> [WRITTEN REQUEST]
Count the lines in the records below that contain the string "mask" with case matching, and reply with only that number.

> [RECORDS FOR THIS TASK]
>>>>>

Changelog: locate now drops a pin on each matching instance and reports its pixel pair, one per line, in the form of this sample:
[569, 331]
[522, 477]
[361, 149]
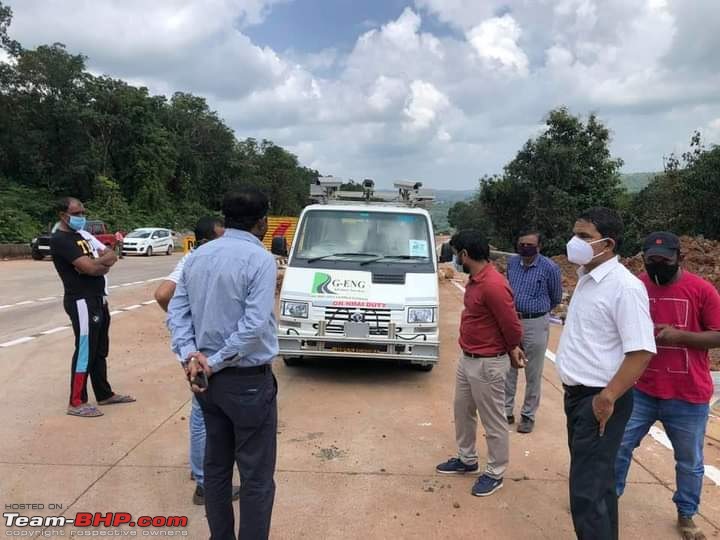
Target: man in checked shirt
[537, 286]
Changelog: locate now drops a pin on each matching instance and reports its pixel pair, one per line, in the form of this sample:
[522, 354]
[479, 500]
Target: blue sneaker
[486, 486]
[455, 466]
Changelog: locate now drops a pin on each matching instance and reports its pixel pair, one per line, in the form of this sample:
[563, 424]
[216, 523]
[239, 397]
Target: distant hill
[453, 196]
[635, 182]
[446, 198]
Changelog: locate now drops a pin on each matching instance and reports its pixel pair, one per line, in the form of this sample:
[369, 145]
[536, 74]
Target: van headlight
[295, 309]
[421, 315]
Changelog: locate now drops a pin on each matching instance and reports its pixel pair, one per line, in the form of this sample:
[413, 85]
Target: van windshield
[358, 235]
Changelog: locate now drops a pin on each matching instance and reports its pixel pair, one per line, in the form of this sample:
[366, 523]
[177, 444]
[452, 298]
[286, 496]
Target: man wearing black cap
[676, 386]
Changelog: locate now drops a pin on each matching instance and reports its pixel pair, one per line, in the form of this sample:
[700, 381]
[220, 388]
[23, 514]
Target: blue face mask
[76, 223]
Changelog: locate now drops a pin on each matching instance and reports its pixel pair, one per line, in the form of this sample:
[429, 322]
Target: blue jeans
[197, 442]
[684, 424]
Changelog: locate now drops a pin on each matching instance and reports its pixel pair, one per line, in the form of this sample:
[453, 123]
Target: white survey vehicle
[361, 280]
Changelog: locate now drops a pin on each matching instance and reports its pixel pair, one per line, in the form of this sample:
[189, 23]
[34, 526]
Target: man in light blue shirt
[222, 323]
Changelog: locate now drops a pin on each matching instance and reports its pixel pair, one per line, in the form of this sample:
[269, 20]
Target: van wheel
[423, 367]
[292, 361]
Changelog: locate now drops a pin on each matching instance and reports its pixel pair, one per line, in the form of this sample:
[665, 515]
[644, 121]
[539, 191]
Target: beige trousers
[480, 390]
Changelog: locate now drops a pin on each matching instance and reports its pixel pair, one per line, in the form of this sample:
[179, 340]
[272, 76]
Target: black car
[40, 245]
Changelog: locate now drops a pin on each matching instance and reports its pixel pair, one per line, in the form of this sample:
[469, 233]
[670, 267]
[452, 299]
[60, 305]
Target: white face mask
[580, 252]
[457, 265]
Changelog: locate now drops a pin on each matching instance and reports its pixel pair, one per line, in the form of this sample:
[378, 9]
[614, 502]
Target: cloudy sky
[441, 91]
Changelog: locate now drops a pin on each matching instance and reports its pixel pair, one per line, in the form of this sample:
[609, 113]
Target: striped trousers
[91, 324]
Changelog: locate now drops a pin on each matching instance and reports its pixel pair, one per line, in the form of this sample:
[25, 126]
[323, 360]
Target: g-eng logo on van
[328, 285]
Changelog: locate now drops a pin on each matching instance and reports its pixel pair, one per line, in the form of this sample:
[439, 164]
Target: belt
[580, 390]
[249, 370]
[473, 355]
[531, 315]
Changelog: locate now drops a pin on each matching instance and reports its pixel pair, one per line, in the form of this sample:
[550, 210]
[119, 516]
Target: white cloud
[495, 41]
[403, 102]
[424, 105]
[711, 132]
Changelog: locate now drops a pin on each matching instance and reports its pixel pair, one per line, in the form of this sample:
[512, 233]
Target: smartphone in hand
[200, 380]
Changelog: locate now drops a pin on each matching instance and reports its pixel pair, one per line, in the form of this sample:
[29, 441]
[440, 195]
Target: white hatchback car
[148, 241]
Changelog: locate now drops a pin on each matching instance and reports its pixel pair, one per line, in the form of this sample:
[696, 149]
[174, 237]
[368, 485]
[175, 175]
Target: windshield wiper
[315, 259]
[403, 257]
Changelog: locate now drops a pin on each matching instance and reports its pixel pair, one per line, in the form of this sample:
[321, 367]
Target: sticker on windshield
[418, 248]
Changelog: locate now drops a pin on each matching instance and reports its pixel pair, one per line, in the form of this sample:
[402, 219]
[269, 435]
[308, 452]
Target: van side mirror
[446, 253]
[279, 246]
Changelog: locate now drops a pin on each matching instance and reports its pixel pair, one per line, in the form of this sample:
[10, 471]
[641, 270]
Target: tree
[684, 198]
[135, 158]
[554, 177]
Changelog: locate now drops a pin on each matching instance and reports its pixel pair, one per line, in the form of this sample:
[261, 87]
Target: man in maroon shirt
[490, 335]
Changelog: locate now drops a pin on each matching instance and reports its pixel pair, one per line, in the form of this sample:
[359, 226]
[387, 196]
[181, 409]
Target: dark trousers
[593, 500]
[240, 413]
[90, 319]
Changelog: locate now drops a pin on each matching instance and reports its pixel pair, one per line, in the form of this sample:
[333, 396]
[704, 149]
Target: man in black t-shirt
[82, 269]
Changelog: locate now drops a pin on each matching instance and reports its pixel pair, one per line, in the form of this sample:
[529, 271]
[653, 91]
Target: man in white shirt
[607, 343]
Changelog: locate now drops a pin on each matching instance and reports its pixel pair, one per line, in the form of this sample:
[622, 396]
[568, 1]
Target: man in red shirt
[676, 387]
[490, 335]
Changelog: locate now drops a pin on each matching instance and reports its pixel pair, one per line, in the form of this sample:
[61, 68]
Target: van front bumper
[416, 349]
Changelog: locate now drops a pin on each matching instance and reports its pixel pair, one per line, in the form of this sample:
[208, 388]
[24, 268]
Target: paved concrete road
[358, 443]
[31, 292]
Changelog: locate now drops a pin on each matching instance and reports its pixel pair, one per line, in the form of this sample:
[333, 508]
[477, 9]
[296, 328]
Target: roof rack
[326, 190]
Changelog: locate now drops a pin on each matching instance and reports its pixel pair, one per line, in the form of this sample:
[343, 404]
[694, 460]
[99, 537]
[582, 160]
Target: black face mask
[661, 273]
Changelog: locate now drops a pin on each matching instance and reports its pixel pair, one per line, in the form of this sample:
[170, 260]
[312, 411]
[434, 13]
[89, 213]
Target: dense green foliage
[135, 159]
[568, 168]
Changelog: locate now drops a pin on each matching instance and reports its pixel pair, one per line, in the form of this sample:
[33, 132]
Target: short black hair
[608, 223]
[205, 229]
[63, 203]
[529, 231]
[472, 241]
[243, 209]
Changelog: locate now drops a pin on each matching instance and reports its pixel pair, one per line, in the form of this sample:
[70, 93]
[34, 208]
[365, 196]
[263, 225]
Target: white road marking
[17, 341]
[55, 330]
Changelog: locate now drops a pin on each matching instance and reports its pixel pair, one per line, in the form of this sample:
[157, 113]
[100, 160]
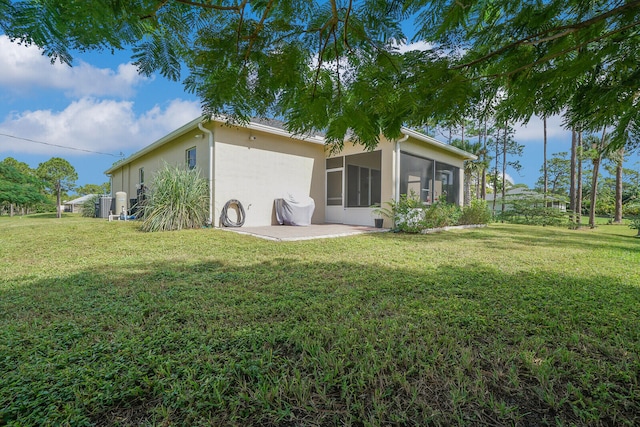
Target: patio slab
[287, 233]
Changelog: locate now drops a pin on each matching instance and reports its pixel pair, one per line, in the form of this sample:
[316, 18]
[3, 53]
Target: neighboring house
[261, 162]
[520, 193]
[75, 205]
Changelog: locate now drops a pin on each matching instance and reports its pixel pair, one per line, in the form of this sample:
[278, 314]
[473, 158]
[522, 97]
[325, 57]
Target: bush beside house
[410, 215]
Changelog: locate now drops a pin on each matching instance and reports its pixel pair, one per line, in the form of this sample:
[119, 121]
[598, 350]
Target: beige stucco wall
[390, 174]
[257, 167]
[433, 152]
[127, 179]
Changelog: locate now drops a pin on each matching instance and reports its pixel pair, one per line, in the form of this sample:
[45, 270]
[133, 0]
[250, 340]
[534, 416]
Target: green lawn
[101, 324]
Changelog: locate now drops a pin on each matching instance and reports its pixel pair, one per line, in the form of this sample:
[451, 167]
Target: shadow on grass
[298, 343]
[503, 236]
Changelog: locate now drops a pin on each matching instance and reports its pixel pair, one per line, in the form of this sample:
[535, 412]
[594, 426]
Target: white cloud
[25, 69]
[97, 125]
[534, 130]
[421, 46]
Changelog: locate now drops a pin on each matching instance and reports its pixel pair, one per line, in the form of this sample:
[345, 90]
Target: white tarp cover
[294, 210]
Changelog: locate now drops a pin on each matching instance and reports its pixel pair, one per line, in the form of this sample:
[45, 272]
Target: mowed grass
[101, 324]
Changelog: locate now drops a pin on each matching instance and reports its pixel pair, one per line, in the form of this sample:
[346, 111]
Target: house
[535, 198]
[75, 205]
[261, 162]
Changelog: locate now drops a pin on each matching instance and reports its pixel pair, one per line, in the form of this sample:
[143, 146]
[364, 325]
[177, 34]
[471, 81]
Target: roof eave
[192, 125]
[425, 138]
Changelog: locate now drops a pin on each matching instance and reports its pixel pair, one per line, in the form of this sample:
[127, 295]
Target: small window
[335, 162]
[191, 158]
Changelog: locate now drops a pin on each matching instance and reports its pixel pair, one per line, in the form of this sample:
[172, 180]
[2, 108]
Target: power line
[60, 146]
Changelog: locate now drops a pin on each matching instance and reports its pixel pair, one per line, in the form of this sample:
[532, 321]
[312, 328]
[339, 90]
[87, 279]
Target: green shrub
[88, 208]
[179, 199]
[441, 214]
[532, 211]
[476, 213]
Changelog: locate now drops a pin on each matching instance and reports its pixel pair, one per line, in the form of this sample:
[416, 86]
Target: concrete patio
[286, 233]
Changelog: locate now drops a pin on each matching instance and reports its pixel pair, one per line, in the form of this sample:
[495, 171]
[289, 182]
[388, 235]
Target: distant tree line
[24, 190]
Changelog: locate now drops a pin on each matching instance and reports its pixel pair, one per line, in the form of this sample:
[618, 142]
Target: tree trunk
[594, 180]
[544, 160]
[594, 191]
[58, 195]
[467, 187]
[495, 177]
[579, 181]
[618, 213]
[572, 173]
[504, 165]
[483, 184]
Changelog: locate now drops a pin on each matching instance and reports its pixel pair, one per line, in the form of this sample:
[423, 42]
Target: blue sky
[102, 105]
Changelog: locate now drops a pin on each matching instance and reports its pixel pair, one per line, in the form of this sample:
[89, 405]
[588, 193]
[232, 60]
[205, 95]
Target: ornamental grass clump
[88, 208]
[179, 199]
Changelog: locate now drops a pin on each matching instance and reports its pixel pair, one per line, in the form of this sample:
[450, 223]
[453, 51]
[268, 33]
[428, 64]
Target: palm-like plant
[471, 167]
[179, 198]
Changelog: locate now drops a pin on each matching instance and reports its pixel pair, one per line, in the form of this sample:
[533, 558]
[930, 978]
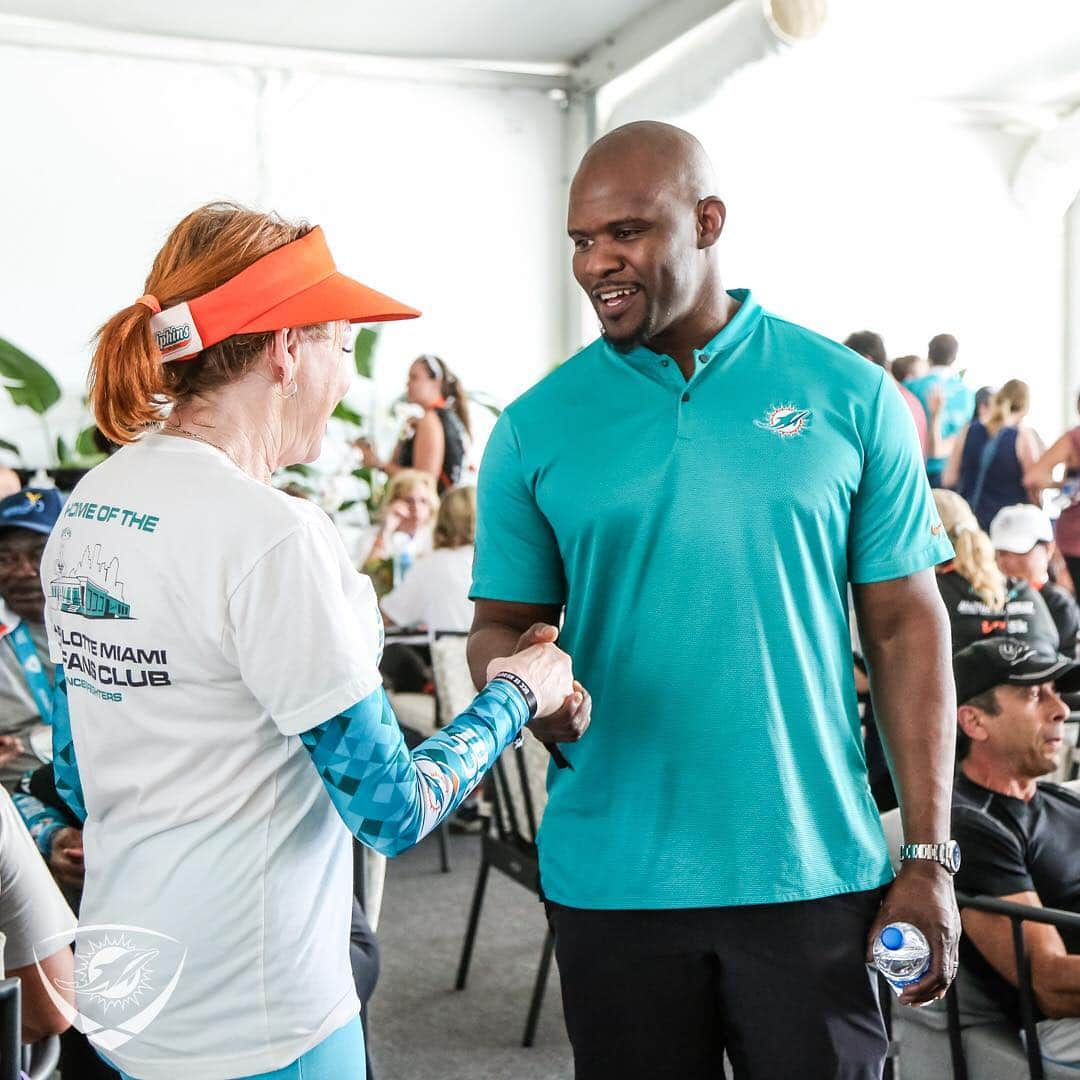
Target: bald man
[692, 494]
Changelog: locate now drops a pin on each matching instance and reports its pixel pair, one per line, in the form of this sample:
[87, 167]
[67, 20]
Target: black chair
[11, 1028]
[1017, 915]
[509, 846]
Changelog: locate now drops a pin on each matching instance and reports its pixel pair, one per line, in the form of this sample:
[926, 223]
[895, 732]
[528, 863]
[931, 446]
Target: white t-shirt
[32, 909]
[204, 620]
[435, 592]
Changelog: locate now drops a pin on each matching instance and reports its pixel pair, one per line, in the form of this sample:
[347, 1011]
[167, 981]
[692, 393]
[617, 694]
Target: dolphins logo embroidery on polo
[785, 420]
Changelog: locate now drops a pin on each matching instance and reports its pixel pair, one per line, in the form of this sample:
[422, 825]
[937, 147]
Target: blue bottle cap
[892, 937]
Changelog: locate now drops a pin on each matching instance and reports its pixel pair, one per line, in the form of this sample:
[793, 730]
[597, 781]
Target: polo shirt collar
[730, 335]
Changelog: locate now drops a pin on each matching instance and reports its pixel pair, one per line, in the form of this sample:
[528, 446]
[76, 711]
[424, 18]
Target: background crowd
[1008, 499]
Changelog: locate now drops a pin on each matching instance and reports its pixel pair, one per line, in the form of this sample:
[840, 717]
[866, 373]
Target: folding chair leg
[444, 847]
[473, 922]
[541, 984]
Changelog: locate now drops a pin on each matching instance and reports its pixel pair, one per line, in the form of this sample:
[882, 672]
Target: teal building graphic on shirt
[92, 589]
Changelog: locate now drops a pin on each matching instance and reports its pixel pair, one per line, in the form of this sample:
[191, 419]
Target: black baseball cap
[1000, 661]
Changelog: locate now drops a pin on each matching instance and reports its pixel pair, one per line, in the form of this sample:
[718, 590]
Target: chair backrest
[454, 686]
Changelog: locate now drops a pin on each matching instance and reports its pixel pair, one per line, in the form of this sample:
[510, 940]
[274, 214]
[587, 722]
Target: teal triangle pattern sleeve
[390, 797]
[65, 766]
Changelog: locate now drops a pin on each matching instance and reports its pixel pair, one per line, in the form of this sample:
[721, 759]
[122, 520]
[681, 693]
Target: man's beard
[642, 335]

<<<<<

> [RESULT OF THIS TASK]
3